• _GIVEN PASSAGE_
++++

At Mellow Mushroom in the American Tobacco Campus, half a deck of cards flies from the palm of a man’s hand to the inside of a card box across the table within a second. The cards inside are all the same color. At the Local 506 in Chapel Hill, a coin wrapped in a bundle of tissue paper is lit on fire, burning a hole through the deck of cards it is sitting on. The coin lands on the first in-tact card on the deck. It happens to be mine. At Cat’s Cradle in Carrboro, I unwrap a new CD case to find a card stuck on the inside cover. My name is signed on it. Who knew that the Triangle was, literally, a magical place?
When I first met Michael Casey, a magician from North Carolina, I was skeptical. A magician? I thought. Magic, like many other things from my childhood, like becoming a famous rock star or award-winning novelist, had died out and been replaced with prospects of the “real world,” of becoming the next big CEO or acing the LSAT. What I admire about Casey’s work, however, is that his performances are more than just slight of hand. As one of the most sought after magicians in the Triangle who has also performed at Duke, he makes people believe in magic again.

++++

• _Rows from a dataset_
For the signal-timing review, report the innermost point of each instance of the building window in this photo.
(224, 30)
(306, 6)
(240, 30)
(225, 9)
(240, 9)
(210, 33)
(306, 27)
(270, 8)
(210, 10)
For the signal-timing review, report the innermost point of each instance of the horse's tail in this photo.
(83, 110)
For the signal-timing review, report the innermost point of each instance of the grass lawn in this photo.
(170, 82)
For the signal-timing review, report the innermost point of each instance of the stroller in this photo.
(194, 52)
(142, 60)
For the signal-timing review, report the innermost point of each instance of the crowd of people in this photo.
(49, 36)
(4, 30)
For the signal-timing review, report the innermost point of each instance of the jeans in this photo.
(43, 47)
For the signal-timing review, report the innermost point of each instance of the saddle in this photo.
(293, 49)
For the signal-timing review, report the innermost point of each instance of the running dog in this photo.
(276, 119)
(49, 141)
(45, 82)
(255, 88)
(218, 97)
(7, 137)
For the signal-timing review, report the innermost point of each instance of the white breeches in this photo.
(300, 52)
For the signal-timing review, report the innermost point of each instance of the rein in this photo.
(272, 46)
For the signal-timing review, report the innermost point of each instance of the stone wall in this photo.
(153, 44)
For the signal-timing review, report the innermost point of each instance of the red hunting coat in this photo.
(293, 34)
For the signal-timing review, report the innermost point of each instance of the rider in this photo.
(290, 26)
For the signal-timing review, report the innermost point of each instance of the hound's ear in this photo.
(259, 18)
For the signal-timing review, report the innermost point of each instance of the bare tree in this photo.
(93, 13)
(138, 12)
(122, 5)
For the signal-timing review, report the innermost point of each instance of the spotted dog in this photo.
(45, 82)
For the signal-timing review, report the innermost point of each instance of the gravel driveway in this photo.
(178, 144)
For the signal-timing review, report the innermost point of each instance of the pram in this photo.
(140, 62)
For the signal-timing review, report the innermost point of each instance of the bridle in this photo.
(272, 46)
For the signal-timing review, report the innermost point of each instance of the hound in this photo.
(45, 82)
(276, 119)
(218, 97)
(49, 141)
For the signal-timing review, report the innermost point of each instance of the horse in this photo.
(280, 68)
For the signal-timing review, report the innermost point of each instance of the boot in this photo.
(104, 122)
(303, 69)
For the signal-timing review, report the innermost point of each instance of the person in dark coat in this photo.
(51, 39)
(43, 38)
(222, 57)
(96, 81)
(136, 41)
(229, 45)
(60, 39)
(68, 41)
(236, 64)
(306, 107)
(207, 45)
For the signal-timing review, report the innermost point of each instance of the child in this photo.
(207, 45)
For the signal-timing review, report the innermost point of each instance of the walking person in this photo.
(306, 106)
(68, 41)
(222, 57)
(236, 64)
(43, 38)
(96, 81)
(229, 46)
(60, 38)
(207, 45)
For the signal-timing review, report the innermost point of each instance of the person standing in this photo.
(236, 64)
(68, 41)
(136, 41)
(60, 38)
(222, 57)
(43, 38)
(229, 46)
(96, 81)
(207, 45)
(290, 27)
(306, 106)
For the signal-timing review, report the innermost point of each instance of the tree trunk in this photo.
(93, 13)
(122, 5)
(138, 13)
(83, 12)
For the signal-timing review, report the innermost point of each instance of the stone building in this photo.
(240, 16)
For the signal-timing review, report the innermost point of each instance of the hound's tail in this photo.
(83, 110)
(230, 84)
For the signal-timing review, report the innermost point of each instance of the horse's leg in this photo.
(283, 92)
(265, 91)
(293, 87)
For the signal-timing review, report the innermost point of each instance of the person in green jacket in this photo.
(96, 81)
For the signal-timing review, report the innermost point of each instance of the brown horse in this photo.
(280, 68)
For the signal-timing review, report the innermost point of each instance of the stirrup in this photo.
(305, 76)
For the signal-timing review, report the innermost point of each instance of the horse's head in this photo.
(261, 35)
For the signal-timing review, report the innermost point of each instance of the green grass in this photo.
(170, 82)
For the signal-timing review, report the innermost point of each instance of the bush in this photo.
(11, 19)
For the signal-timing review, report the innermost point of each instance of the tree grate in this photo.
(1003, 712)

++++

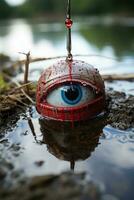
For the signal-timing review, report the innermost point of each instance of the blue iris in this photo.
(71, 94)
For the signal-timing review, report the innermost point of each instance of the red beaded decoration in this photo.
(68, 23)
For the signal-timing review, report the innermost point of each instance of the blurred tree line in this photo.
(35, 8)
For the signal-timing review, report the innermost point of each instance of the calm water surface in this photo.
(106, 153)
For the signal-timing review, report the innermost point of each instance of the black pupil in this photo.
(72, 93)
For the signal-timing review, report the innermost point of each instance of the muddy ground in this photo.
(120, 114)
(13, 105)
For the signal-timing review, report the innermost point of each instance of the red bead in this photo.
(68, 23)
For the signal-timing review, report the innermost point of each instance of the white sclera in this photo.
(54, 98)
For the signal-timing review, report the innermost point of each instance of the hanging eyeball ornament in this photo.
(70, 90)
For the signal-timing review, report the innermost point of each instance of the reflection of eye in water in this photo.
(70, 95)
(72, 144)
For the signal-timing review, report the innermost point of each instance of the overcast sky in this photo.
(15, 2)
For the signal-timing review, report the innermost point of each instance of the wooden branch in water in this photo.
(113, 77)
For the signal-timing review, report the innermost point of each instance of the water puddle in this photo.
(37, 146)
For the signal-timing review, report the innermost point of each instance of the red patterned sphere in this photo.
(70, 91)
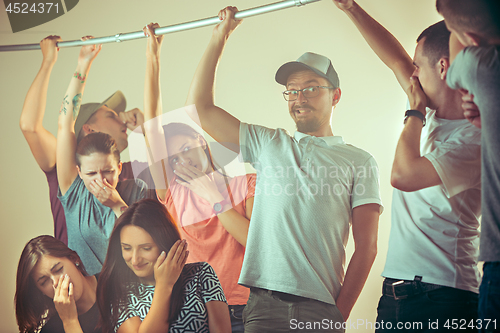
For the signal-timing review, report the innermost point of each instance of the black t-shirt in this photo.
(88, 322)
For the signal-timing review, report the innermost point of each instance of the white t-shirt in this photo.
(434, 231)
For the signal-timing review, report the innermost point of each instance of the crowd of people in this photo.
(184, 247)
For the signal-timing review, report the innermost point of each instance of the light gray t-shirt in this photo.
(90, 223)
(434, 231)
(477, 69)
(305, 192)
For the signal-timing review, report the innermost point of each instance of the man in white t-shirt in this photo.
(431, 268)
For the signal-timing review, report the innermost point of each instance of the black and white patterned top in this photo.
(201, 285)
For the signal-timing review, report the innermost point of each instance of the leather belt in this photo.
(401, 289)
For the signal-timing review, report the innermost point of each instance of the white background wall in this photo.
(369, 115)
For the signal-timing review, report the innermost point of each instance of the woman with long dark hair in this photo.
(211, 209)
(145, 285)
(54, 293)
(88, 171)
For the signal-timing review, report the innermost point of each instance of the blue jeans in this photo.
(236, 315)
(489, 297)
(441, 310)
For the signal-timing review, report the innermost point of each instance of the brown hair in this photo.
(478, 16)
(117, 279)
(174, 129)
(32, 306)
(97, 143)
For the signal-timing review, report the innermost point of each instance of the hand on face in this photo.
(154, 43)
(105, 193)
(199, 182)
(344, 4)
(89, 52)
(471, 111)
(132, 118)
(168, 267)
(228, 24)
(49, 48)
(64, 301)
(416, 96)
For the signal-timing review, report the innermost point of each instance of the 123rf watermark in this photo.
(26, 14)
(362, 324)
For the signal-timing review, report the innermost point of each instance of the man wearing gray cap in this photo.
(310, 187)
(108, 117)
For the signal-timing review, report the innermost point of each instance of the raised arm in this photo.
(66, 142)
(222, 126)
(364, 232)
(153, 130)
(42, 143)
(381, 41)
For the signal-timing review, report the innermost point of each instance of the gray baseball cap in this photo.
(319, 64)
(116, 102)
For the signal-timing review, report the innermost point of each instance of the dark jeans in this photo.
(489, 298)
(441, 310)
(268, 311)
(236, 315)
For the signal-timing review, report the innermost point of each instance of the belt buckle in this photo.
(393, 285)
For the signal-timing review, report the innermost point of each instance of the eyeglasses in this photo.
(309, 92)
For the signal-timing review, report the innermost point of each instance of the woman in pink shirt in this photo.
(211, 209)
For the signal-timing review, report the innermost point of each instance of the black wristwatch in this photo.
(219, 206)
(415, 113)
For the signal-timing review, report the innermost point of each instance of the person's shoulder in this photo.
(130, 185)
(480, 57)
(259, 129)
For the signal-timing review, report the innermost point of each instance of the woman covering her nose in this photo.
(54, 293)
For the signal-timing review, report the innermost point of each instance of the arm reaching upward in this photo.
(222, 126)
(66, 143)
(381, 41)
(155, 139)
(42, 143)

++++

• _JOBS_
(1) Name the venues in the first paragraph of the Michael Casey article where a trick takes place.
(2) Based on the Michael Casey article, is each statement true? (a) The cards that land in the box are all one color. (b) The burning coin makes a hole through a CD case. (c) The writer doubted Casey at their first meeting.
(3) Write the next part of the Michael Casey article, picking up after its last sentence.
The records have nothing to do with the Michael Casey article.

• _ANSWERS TO THE PROBLEMS_
(1) Mellow Mushroom, the Local 506, Cat's Cradle

(2)
(a) Yes: "The cards inside are all the same color."
(b) No: "burning a hole through the deck of cards it is sitting on."
(c) Yes: "When I first met Michael Casey, a magician from North Carolina, I was skeptical."

(3)
I had the opportunity to interview Casey, who, as a local music aficionado that tours with his favorite bands, put me on the guest list for a show last weekend. He described magic as a way of breaking down people’s cynicism and defense mechanisms. His favorite people to put on a show for are the ones who don’t even like magic because of the opportunity to transform their paradigm of the world.
“Your entire life since you were born you had a category to put everything in and if you didn’t, you made one,” he told me. “You have boxes and sub-boxes for everything. Magic happens when you show someone something that uses all their boxes. It gives you something you can’t put into a box.”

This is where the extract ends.